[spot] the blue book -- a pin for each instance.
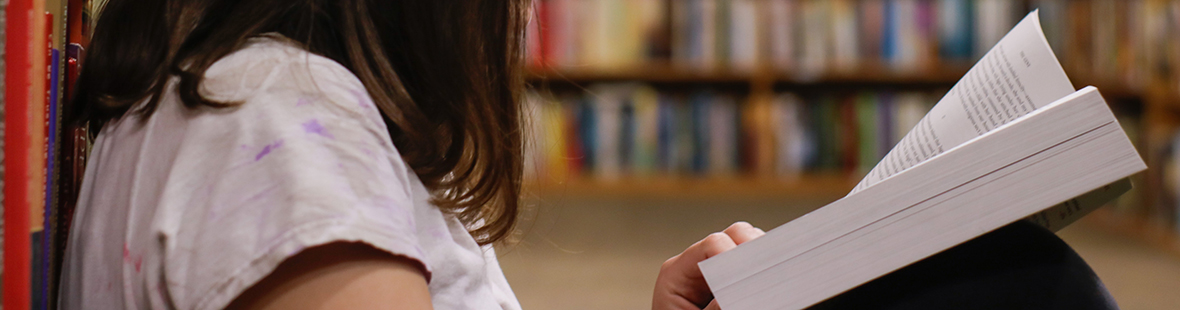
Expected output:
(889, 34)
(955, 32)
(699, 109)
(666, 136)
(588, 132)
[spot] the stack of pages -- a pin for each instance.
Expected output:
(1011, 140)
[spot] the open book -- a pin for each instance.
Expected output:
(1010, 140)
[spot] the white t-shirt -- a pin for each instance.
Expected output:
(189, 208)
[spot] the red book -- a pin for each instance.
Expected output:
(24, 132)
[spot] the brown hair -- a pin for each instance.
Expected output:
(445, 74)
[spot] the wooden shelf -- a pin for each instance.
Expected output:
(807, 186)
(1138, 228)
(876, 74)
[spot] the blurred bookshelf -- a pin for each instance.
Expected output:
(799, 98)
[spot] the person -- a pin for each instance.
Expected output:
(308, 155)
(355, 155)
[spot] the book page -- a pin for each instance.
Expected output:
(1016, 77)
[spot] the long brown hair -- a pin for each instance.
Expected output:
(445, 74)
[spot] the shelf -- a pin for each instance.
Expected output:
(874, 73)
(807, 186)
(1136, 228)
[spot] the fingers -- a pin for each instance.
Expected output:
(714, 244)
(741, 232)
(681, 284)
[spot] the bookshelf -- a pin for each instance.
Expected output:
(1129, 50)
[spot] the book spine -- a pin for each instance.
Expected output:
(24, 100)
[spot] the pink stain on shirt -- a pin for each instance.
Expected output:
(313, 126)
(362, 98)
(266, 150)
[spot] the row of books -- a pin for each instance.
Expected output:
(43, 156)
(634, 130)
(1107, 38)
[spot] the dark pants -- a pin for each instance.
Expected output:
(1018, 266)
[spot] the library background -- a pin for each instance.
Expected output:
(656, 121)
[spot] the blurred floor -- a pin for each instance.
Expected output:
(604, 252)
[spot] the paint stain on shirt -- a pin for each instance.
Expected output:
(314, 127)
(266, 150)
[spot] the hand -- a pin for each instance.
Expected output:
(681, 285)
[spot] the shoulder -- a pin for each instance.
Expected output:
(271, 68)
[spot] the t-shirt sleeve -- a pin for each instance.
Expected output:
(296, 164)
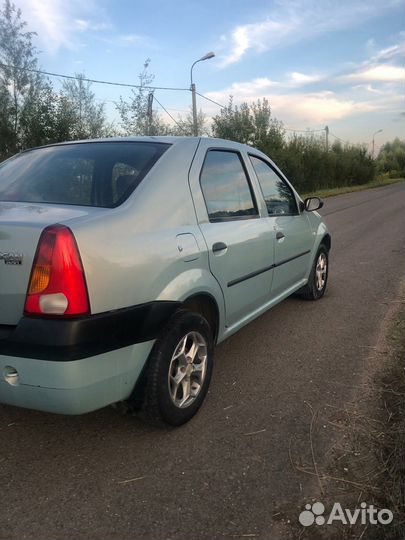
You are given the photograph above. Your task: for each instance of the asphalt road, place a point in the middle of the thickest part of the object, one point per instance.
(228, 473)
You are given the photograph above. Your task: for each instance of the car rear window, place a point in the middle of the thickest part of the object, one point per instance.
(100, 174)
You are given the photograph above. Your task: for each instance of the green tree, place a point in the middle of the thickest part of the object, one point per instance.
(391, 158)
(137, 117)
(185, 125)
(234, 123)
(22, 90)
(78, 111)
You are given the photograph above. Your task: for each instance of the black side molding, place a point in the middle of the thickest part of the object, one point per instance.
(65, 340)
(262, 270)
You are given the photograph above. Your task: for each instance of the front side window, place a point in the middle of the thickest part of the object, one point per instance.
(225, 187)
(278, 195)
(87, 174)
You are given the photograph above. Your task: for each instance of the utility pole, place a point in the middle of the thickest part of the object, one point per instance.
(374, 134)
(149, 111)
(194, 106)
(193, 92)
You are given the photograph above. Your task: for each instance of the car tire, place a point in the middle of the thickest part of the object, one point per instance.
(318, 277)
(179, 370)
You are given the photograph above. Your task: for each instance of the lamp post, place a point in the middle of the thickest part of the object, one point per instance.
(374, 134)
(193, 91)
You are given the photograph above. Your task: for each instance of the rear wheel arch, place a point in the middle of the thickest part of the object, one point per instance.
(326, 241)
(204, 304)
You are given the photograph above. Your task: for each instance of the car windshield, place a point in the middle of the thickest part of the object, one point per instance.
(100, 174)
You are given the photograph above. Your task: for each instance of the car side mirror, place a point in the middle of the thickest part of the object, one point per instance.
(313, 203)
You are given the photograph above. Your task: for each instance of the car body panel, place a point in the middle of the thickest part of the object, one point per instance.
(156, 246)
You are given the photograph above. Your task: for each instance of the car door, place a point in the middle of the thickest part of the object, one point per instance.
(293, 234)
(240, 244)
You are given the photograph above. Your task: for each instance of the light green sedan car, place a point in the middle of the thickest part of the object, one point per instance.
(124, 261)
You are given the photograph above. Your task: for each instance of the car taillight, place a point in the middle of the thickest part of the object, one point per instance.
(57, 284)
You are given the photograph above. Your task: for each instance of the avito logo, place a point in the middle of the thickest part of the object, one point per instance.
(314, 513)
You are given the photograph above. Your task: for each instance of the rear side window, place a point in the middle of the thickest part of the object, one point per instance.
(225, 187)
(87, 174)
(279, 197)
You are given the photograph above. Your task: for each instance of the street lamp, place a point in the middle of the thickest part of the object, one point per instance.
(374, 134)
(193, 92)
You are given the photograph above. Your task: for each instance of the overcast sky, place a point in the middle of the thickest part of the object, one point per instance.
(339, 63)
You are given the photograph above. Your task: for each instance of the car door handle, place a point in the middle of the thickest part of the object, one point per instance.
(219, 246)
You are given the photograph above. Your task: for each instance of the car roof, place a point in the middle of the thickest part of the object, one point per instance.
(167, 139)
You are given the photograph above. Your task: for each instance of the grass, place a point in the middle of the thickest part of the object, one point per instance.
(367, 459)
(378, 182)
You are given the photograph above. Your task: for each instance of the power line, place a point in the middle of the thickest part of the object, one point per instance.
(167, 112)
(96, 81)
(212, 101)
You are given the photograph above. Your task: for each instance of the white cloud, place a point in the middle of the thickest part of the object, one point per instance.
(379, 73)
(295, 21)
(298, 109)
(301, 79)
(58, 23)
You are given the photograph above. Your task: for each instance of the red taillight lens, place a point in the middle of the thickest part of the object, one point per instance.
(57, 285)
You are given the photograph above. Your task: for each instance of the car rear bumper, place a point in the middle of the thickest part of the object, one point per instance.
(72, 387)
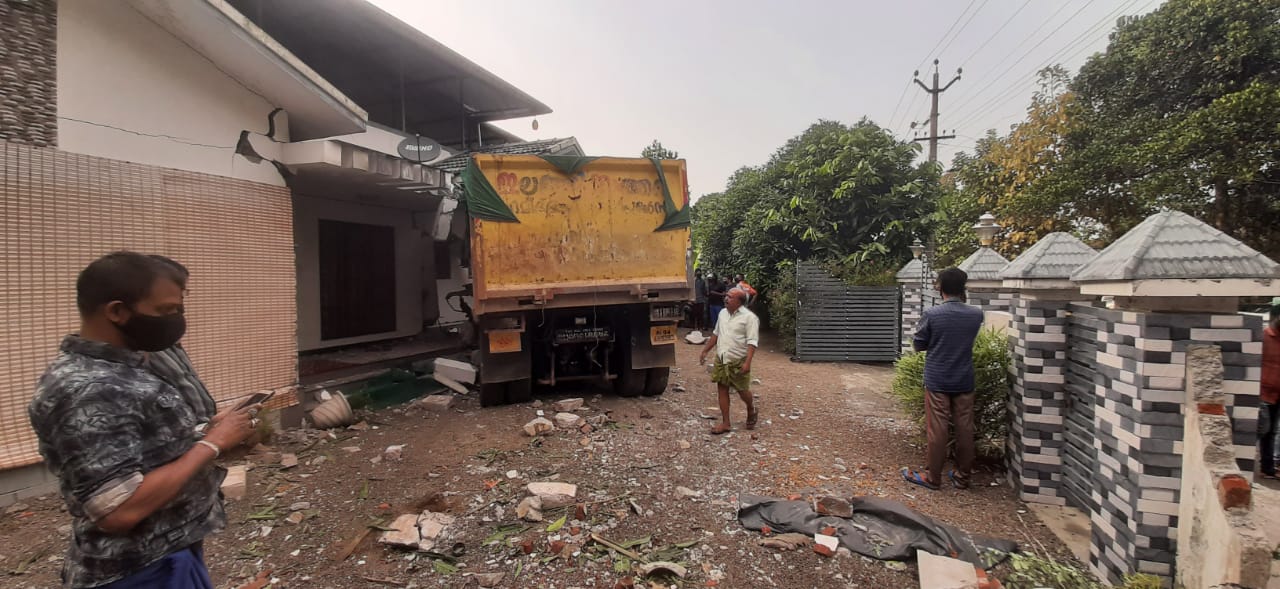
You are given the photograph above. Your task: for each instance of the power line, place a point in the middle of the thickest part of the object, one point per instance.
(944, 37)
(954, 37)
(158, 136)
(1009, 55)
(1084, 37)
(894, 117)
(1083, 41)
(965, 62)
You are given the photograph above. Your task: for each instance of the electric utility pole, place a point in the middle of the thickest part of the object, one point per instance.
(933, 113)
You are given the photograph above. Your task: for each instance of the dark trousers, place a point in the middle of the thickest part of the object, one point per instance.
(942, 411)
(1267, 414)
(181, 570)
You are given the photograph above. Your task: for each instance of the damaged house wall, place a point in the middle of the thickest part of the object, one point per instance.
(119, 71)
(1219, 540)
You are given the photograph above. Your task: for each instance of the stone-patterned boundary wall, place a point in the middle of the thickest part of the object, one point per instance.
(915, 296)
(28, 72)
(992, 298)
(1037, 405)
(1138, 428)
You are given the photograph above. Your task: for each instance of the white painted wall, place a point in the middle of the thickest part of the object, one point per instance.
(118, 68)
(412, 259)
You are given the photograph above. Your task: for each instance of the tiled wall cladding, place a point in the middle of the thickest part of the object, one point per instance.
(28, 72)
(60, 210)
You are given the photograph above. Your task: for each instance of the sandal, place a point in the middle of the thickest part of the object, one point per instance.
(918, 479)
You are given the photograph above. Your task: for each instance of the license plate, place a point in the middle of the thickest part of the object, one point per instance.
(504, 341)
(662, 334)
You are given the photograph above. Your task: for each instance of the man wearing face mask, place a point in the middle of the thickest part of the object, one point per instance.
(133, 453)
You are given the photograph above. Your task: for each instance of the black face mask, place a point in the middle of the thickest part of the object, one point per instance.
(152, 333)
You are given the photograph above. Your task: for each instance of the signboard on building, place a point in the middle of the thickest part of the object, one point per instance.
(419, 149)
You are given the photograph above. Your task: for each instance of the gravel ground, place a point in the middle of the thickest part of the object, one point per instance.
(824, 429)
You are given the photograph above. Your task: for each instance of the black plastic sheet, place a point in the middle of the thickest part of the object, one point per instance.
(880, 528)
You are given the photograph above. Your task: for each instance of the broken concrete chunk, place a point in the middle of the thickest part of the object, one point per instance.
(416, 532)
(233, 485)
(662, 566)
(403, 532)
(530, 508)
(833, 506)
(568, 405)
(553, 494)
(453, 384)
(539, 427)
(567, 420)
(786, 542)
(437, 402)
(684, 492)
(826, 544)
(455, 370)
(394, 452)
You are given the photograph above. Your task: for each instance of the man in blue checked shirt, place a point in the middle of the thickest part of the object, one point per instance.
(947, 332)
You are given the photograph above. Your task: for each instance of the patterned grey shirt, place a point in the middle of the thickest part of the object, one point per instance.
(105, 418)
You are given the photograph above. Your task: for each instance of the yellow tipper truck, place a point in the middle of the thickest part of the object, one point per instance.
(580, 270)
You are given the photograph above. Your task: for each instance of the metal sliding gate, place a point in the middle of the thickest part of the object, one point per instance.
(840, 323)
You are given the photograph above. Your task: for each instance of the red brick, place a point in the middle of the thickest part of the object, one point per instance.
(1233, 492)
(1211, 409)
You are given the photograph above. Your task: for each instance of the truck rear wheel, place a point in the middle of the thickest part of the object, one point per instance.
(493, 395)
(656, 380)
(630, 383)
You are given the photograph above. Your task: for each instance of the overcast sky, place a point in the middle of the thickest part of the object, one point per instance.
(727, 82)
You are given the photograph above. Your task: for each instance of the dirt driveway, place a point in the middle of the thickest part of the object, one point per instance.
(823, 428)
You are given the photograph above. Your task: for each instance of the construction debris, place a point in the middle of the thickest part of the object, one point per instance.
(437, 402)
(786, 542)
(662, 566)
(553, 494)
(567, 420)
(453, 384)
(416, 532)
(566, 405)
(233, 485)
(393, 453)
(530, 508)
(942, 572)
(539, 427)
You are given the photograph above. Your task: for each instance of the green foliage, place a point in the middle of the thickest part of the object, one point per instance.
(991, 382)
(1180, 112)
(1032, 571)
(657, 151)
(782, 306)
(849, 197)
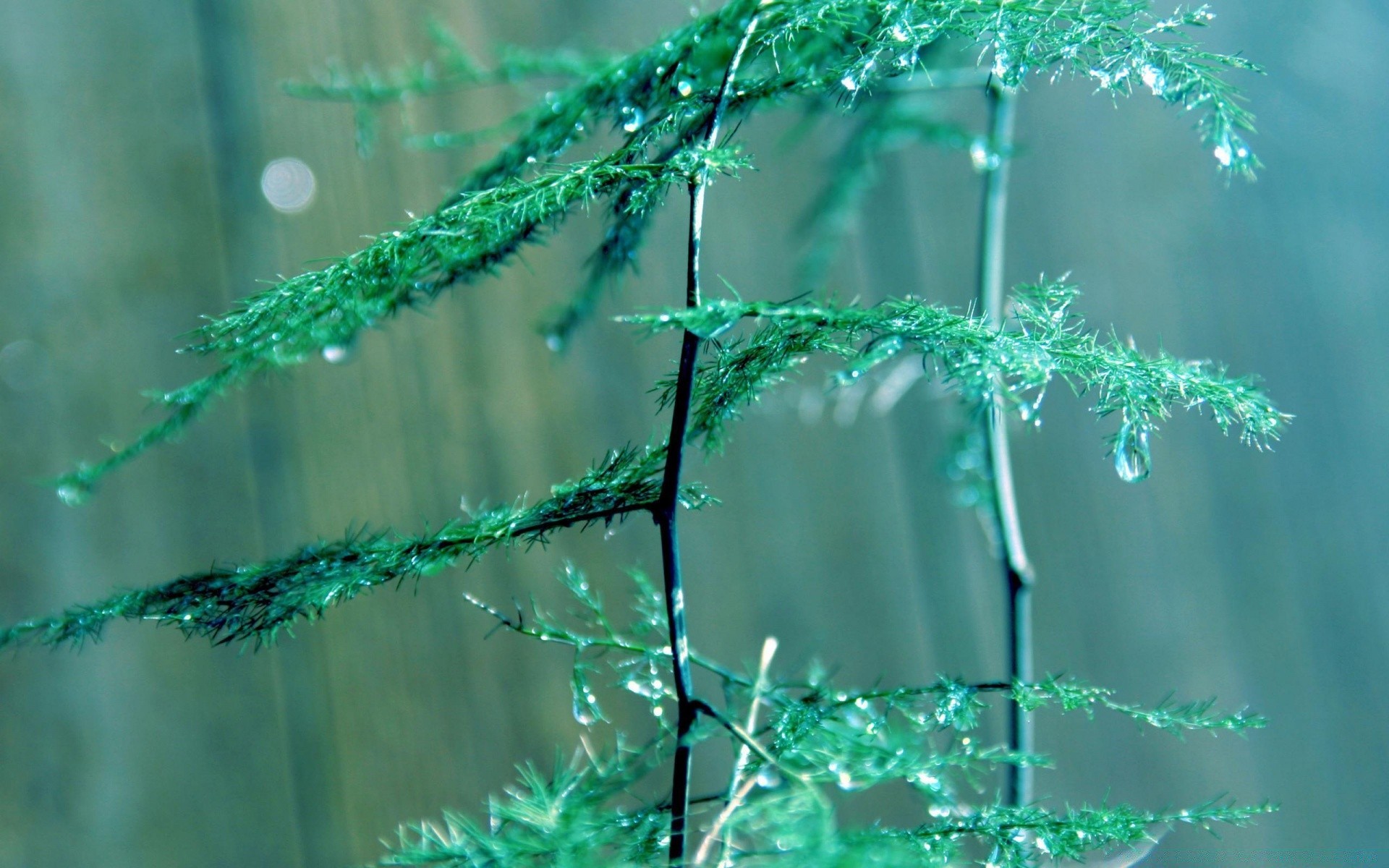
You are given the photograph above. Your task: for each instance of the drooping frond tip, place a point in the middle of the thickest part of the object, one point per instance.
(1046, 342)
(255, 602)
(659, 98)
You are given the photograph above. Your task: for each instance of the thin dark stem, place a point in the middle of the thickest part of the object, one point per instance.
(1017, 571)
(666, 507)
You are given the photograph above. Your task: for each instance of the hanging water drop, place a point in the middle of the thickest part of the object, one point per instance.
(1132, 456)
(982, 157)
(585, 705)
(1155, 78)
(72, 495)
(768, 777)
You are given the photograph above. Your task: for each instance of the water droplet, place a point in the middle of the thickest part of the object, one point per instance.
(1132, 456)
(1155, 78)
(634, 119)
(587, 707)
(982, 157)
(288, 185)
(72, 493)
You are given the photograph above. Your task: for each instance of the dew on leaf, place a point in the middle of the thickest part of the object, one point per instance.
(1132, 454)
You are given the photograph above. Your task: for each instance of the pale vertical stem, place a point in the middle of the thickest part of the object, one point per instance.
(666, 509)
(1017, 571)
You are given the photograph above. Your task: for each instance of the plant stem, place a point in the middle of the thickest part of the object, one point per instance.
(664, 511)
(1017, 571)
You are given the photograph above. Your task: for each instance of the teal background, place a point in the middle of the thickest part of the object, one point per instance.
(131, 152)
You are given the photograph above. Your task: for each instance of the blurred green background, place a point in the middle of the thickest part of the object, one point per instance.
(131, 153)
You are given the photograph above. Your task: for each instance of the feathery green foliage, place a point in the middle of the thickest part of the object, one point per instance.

* What to work on:
Your task is to copy each line from the material above that includes the word "stain".

* Answer to this problem:
[spot] the pink stain on shirt -- a pin for each instance.
[spot] the paint stain on shirt -- a pin for each instance.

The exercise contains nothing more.